Collected data entries:
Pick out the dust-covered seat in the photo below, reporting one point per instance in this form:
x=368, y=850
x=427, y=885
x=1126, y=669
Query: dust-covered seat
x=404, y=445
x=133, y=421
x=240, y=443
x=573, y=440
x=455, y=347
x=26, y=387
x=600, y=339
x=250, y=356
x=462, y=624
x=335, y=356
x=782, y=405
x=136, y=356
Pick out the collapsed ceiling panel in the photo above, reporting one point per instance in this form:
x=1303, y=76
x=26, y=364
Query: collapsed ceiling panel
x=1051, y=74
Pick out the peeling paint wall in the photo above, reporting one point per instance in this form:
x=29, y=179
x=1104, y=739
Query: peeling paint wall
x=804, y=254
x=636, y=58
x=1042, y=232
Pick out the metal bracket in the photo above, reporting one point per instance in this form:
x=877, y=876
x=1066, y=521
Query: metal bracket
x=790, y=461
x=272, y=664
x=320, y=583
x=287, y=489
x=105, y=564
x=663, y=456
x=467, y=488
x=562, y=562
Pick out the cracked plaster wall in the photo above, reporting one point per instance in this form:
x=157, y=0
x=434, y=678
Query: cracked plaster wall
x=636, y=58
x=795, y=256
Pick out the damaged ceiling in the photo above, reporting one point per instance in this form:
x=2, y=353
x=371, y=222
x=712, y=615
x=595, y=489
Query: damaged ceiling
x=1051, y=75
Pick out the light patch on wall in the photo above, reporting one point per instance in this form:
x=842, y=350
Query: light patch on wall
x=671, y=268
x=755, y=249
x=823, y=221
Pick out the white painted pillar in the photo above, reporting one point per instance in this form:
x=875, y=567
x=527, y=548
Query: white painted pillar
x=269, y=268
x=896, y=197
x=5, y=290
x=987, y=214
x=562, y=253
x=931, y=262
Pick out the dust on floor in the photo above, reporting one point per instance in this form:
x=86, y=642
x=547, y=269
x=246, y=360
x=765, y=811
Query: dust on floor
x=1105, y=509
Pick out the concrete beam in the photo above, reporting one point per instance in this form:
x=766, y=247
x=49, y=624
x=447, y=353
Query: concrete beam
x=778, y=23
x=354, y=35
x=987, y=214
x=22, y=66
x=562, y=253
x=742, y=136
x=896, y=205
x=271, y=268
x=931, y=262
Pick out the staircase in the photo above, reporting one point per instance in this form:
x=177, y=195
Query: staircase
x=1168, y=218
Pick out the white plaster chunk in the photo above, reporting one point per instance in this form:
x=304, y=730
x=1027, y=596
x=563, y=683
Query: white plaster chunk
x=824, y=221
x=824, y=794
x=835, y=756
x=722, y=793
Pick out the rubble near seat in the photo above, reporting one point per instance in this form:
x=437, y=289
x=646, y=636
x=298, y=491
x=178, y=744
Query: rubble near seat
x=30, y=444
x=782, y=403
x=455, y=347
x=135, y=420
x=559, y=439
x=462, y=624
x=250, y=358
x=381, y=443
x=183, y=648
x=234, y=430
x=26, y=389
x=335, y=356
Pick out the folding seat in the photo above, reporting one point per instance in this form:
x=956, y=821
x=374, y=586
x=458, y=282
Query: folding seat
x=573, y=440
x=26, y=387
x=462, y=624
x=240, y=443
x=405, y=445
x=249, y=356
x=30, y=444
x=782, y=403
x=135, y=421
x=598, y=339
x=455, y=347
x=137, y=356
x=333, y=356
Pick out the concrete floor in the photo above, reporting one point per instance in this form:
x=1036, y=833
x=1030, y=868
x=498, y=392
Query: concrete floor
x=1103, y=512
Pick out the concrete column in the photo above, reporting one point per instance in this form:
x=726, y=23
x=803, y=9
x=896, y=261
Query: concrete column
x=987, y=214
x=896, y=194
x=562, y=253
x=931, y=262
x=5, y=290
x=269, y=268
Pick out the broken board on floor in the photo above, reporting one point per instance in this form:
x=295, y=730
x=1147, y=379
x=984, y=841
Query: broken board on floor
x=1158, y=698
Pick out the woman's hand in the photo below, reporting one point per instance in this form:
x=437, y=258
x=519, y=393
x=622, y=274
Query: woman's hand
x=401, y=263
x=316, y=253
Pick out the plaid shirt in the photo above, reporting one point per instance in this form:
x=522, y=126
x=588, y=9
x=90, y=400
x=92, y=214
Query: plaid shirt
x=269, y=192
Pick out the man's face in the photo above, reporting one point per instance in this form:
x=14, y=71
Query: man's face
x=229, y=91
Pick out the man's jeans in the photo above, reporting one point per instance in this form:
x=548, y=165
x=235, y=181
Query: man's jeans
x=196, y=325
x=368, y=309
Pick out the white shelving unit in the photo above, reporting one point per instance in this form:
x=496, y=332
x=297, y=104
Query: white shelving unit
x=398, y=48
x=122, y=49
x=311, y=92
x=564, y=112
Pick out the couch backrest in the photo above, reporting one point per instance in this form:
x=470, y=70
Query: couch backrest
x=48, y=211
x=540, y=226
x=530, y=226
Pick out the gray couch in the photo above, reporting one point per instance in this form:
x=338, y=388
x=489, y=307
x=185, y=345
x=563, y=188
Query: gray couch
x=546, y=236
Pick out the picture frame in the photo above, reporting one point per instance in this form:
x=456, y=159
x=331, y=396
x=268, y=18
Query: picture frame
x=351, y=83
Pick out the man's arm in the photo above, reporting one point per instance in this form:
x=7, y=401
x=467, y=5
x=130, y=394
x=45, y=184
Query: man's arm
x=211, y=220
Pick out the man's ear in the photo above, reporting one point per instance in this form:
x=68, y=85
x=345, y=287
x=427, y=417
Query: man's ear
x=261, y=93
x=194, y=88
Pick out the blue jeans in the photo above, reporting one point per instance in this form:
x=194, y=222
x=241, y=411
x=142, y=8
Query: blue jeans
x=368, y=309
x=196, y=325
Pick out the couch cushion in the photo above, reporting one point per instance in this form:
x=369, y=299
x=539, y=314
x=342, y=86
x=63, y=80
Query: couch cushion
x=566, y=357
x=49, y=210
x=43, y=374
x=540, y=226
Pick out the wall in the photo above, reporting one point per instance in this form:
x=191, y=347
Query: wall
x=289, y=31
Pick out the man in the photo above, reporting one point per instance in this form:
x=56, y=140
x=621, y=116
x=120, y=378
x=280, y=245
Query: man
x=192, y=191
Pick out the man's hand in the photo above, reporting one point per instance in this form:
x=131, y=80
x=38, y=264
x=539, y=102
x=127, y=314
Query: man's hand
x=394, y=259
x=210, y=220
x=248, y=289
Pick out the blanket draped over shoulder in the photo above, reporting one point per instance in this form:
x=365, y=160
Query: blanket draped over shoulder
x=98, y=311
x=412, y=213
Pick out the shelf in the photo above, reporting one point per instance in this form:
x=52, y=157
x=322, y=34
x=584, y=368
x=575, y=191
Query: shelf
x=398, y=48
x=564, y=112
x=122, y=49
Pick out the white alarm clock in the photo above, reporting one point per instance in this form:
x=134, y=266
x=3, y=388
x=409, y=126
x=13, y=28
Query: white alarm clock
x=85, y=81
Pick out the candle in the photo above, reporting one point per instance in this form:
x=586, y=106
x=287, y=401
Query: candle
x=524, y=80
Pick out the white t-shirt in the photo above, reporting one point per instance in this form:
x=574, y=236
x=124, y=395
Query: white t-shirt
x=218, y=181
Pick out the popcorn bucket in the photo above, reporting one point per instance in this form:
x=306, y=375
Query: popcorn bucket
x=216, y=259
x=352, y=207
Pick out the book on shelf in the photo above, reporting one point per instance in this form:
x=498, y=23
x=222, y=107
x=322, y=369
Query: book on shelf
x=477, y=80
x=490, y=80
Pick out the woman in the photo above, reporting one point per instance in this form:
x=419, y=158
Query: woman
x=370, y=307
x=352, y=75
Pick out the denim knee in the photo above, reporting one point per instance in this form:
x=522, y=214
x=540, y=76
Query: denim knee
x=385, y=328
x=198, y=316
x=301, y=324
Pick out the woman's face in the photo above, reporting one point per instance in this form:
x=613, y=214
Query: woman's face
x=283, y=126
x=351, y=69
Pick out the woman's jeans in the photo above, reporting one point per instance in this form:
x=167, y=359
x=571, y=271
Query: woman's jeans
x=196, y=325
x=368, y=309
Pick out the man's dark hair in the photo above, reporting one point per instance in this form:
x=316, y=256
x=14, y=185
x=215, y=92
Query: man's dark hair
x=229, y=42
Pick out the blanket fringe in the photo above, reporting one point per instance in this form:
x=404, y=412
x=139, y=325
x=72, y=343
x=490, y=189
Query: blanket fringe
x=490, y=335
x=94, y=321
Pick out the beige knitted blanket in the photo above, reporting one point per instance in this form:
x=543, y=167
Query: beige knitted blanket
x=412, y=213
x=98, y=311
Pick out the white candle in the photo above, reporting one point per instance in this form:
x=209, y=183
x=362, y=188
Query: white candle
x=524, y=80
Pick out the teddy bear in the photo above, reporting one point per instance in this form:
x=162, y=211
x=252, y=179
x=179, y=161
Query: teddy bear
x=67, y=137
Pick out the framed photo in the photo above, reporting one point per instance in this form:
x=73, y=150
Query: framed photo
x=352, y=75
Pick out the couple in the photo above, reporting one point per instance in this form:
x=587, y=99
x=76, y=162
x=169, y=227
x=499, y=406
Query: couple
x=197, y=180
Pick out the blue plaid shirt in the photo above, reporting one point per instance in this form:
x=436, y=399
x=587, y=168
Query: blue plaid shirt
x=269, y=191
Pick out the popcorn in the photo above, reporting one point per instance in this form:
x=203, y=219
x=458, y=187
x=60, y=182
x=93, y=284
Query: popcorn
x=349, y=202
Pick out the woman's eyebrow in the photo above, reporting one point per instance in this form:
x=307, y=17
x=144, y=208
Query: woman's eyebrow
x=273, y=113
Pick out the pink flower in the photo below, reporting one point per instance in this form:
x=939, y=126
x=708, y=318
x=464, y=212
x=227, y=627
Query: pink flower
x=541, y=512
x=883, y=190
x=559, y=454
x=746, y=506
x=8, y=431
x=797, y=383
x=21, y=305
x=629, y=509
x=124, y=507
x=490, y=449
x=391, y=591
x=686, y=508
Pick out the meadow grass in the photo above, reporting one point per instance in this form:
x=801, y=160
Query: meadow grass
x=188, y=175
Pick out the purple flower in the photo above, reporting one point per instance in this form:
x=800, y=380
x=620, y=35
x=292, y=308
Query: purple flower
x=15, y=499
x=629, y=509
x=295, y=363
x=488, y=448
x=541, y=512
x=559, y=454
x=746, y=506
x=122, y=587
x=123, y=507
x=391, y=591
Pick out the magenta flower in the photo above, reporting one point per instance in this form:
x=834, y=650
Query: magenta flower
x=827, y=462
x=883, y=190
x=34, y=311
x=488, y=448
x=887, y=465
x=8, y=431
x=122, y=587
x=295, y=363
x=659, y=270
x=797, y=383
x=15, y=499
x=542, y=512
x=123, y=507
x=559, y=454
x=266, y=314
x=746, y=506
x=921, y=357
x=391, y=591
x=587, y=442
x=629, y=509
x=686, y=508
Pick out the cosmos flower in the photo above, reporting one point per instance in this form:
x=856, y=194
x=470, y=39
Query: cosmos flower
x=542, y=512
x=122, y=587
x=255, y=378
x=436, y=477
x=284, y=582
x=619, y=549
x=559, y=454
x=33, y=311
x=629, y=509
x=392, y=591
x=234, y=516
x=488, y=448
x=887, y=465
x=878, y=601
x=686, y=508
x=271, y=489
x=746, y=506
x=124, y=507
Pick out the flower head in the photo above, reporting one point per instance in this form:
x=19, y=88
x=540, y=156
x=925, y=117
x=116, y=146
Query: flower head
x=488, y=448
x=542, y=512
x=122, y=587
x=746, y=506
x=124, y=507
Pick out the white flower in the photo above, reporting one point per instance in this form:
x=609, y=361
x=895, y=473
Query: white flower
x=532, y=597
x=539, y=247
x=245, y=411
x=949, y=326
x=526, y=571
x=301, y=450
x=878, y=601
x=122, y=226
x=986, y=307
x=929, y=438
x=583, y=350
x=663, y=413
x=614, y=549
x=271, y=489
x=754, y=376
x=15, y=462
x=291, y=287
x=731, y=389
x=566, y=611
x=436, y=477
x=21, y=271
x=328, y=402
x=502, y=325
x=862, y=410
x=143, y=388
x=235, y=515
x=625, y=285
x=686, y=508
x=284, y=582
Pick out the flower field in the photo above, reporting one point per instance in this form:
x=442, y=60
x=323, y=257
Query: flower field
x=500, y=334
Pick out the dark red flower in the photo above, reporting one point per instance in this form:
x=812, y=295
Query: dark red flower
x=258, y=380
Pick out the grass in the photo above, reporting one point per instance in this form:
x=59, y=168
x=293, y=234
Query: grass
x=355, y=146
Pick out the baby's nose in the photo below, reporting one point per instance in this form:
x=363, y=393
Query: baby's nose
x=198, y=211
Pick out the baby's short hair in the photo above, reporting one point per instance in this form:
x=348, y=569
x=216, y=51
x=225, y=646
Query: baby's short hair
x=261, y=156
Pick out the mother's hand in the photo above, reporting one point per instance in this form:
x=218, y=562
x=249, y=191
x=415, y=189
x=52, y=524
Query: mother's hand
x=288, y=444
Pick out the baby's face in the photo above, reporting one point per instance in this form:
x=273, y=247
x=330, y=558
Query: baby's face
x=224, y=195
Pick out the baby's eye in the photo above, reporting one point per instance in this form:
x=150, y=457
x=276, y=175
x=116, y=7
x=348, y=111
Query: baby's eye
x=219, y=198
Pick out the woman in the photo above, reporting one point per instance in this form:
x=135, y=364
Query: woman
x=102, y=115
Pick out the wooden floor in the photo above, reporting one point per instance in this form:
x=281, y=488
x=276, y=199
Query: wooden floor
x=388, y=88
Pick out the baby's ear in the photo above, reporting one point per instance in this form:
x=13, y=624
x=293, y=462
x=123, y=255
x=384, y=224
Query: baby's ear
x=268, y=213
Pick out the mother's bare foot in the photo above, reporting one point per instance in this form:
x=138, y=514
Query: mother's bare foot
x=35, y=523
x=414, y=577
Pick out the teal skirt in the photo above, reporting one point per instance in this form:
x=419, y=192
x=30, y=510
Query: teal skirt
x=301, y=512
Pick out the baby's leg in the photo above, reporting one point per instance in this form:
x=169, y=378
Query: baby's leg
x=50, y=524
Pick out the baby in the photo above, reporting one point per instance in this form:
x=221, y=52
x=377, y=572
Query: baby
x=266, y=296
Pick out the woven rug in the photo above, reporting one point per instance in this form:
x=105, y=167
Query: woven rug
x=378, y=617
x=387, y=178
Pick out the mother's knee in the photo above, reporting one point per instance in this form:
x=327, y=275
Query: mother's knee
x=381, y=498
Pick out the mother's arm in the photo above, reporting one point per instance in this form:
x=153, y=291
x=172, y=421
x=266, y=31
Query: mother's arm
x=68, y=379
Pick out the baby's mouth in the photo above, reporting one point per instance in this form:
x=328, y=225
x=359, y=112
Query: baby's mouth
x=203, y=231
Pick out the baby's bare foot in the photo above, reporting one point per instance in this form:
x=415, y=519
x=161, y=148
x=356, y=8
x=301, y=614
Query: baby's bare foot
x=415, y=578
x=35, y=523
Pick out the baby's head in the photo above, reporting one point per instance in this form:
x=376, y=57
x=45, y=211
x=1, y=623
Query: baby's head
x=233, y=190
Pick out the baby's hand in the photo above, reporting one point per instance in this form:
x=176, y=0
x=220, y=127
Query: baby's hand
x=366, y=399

PROMPT
Across the data, find each line that has "below" in it and copy that line.

EXERCISE RESULT
Pick out the dust-covered seat in the photo below, reporting one point per instance in this form:
Pick out the woman's hand in the photo below, reporting one point per instance in this form:
Pick out the pink flower in the photo below, reporting one point per instance in this form:
Pick out the baby's nose in the photo below, reporting one point per instance in this form:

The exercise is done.